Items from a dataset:
========
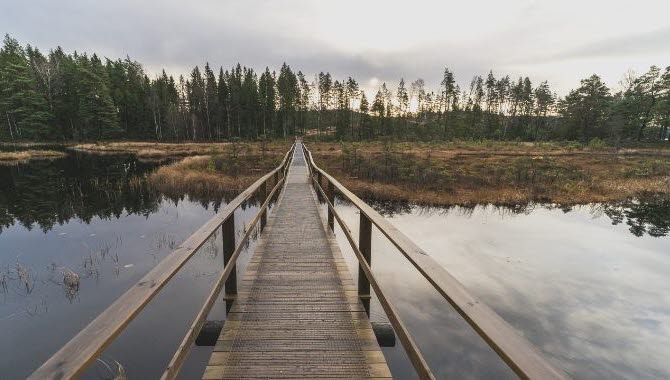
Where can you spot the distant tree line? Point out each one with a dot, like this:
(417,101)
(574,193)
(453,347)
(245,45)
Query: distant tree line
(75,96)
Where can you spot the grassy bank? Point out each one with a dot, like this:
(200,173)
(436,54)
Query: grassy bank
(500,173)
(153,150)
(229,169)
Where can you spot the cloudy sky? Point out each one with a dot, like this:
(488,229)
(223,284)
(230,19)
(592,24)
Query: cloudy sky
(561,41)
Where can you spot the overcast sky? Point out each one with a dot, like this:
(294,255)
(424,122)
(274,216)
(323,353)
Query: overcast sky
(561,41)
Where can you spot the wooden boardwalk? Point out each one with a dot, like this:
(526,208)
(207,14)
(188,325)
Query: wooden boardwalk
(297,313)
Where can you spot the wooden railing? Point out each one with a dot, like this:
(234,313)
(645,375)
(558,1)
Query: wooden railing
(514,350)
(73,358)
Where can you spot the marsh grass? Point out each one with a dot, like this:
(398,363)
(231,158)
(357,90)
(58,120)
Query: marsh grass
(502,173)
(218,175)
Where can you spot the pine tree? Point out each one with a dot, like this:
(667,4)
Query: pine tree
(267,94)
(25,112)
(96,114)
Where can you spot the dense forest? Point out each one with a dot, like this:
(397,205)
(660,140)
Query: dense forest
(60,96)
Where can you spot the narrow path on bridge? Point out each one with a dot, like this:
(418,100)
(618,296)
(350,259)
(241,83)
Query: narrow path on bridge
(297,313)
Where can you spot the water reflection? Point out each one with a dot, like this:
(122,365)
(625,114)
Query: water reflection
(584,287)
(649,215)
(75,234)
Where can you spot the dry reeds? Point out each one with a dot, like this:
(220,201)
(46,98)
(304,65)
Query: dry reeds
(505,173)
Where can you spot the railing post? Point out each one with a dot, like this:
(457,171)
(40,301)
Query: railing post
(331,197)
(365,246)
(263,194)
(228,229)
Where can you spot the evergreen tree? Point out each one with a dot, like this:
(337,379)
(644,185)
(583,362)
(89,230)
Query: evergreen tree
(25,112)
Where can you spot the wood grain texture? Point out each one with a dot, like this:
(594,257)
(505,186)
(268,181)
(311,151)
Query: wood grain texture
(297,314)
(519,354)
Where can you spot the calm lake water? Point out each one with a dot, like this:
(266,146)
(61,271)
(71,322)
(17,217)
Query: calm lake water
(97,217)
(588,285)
========
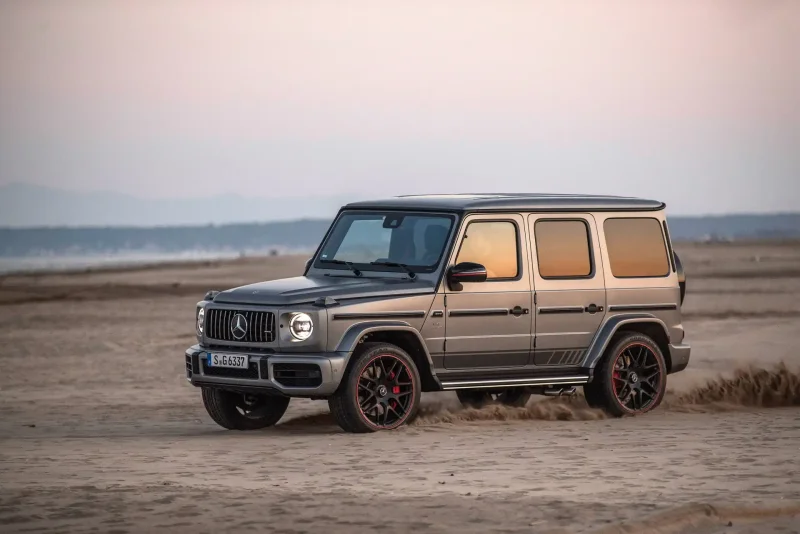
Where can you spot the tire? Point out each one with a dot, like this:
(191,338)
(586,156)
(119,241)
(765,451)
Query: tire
========
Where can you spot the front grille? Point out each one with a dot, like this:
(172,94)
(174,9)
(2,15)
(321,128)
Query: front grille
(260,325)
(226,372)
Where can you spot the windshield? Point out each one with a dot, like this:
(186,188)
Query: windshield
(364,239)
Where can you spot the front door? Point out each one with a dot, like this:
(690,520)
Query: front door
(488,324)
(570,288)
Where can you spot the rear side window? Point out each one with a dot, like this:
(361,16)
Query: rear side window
========
* _GIVEN TASK_: Please filter the data above and copy every line that contains the string "grille".

* _REPLY_:
Where can you spot the front grille? Point out each one with a dot, like this:
Query: front grille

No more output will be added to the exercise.